*** Opening of EXTRACTED DATA ***

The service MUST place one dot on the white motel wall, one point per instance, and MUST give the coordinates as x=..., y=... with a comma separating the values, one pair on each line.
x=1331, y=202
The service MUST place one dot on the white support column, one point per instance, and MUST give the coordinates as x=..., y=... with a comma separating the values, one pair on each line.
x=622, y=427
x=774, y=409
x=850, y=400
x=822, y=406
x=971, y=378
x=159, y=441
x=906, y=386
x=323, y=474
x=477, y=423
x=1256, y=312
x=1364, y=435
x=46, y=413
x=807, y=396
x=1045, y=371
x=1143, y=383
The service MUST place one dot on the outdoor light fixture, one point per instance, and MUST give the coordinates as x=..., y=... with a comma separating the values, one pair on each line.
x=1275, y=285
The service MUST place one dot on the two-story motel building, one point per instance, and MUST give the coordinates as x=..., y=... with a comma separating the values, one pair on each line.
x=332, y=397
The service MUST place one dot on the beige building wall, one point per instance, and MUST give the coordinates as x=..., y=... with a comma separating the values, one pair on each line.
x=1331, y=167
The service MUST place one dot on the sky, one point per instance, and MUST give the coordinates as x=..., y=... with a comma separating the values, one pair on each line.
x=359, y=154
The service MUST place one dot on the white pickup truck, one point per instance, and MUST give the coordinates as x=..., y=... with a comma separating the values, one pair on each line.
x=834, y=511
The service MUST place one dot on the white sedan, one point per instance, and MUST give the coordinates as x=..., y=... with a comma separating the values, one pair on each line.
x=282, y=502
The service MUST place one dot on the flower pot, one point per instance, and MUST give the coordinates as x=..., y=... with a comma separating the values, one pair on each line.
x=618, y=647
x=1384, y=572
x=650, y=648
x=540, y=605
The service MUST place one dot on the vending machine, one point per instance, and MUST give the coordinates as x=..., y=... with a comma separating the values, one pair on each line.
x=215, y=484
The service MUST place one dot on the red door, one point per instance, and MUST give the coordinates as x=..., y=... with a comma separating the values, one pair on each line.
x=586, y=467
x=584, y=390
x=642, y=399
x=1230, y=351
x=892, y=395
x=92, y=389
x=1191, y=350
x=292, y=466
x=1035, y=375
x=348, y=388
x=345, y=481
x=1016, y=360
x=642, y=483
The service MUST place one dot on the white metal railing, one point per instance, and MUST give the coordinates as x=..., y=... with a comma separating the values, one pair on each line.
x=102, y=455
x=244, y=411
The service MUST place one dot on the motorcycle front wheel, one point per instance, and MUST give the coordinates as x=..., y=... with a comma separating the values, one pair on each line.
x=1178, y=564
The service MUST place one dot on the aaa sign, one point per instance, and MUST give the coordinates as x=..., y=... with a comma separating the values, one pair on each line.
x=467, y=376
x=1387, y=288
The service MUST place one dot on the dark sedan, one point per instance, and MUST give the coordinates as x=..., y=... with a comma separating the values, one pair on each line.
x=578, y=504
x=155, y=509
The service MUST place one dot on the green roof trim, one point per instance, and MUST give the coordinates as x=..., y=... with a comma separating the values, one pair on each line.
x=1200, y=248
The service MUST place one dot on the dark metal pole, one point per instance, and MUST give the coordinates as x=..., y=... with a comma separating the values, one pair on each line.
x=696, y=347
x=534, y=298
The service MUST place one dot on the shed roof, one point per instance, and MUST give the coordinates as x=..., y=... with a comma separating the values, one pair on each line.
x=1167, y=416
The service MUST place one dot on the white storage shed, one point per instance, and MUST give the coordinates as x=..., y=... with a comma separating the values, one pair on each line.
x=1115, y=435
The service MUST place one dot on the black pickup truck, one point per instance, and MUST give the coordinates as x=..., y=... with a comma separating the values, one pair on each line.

*** Close of EXTRACTED DATA ***

■ **PROBLEM DESCRIPTION**
Reproduce all the entries verbatim, leaving nothing out.

■ **TASK RESPONSE**
The service MUST place one dot on the white motel wall, one point per instance, and MUST give the coordinates as x=..., y=... with a comma separating the values, one pair on each line.
x=1331, y=202
The service MUST place one dot on the white support column, one point per instance, and MUST give the coordinates as x=..., y=... with a comma separating the values, one pair on each line.
x=622, y=427
x=774, y=409
x=850, y=400
x=822, y=406
x=971, y=378
x=159, y=441
x=906, y=386
x=323, y=474
x=477, y=423
x=1256, y=312
x=1364, y=435
x=46, y=413
x=807, y=396
x=1045, y=371
x=1143, y=383
The service MUST place one dot on the outdoor light fixture, one point per instance, and MUST give the coordinates as x=..., y=... with a comma separating the values, one pair on each line.
x=1275, y=285
The service MUST place one dot on the two-story motel building, one point per instance, and MUST give the coordinates as x=..., y=... with a comma separating the values, one pair on each line.
x=332, y=397
The service MUST place one dot on the beige building wall, one point per instance, and MUST give the coordinates as x=..., y=... with a comma separating the values, one pair on each line.
x=1331, y=167
The service MUST place one dot on the sky, one point per instance, and MUST give the coordinates as x=..., y=... with a comma separating the values, one pair on each line.
x=359, y=154
The service MUST place one dot on the white pickup truck, one point per instance, and MUST give the coordinates as x=..., y=... with a comma separating the values, one pair on each line.
x=834, y=511
The service MUST place one dot on the white sedan, one point per instance, and MUST give the coordinates as x=..., y=... with a comma separating the values, one pair on each line.
x=282, y=502
The service MUST place one dot on the flower pot, one point per instance, and MUST give the coordinates as x=..., y=... with a comma separating the values, one pair on each line.
x=618, y=647
x=1384, y=572
x=650, y=648
x=540, y=605
The service MUST place one dot on the vending machine, one point per instance, and MUST give the coordinates as x=..., y=... with a comma separating the values, one pair on each line.
x=215, y=484
The service MUST place one dot on the red door, one point per instance, and MUST give the coordinates as x=..., y=... with a comma separating the values, one pair on each line.
x=586, y=467
x=584, y=390
x=642, y=399
x=1230, y=351
x=892, y=395
x=92, y=389
x=1191, y=350
x=292, y=466
x=1035, y=375
x=348, y=388
x=345, y=481
x=1016, y=360
x=642, y=483
The service MUST place one dot on the white metal railing, one point per instance, and MUST give the coordinates as x=..., y=... with a comma separating the values, one pair on each line.
x=102, y=455
x=244, y=411
The service MUST place one dot on the motorcycle front wheel, one point per instance, and MUST give the coordinates as x=..., y=... with a comma separating the values, one pair on each line.
x=1178, y=564
The service MUST place one dot on the aaa sign, one point per instance, and MUST give the coordinates as x=..., y=... with a comma separating the values, one pair on each line.
x=467, y=376
x=1387, y=288
The service MUST place one dot on the dark sedan, one point per instance, and MUST give the coordinates as x=..., y=... with a comma separating the values, one pair on each line.
x=578, y=504
x=155, y=509
The service MUST place one dot on the green roof trim, one point per instance, and MUST give the coordinates as x=..., y=... with a comma separating the values, one pair on each line.
x=1200, y=248
The service MUST place one dot on the dark metal pole, one point per instance, and MUST give the coordinates as x=..., y=... with a comma separating the values, one pair on each line.
x=696, y=347
x=534, y=298
The service MUST place one dot on the shed roof, one point per instance, and MUST give the coordinates as x=..., y=... with a comma separating the values, one pair on each line.
x=1167, y=416
The service MUST place one dot on the white storage shed, one point per instance, and MUST give the coordinates as x=..., y=... with a comma separating the values, one pair on each line.
x=1115, y=435
The service MUST place one dot on the black pickup truck, one point per instance, and MUST give the coordinates as x=..., y=... with a comma separating the values, one pair on each line.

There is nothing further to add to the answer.